[Entries from a dataset]
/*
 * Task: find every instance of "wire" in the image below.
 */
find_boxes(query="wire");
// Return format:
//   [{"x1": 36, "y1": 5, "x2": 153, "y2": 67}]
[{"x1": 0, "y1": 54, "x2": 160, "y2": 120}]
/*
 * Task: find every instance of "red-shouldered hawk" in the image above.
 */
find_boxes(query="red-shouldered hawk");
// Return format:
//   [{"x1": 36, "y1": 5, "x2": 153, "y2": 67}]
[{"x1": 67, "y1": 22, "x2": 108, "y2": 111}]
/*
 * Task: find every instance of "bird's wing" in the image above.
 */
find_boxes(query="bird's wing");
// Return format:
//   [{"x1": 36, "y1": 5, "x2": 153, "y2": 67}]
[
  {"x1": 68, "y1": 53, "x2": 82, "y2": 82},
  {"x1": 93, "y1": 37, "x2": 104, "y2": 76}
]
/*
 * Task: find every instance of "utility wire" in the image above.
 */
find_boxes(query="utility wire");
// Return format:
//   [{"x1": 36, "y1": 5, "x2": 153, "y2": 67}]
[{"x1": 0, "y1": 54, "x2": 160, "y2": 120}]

> [PROBLEM]
Pick out every line in the items above that contains the word "wing", and copy each one in full.

> [REPLY]
 * Task: find every instance of "bird's wing" in the image above.
find_boxes(query="bird's wing");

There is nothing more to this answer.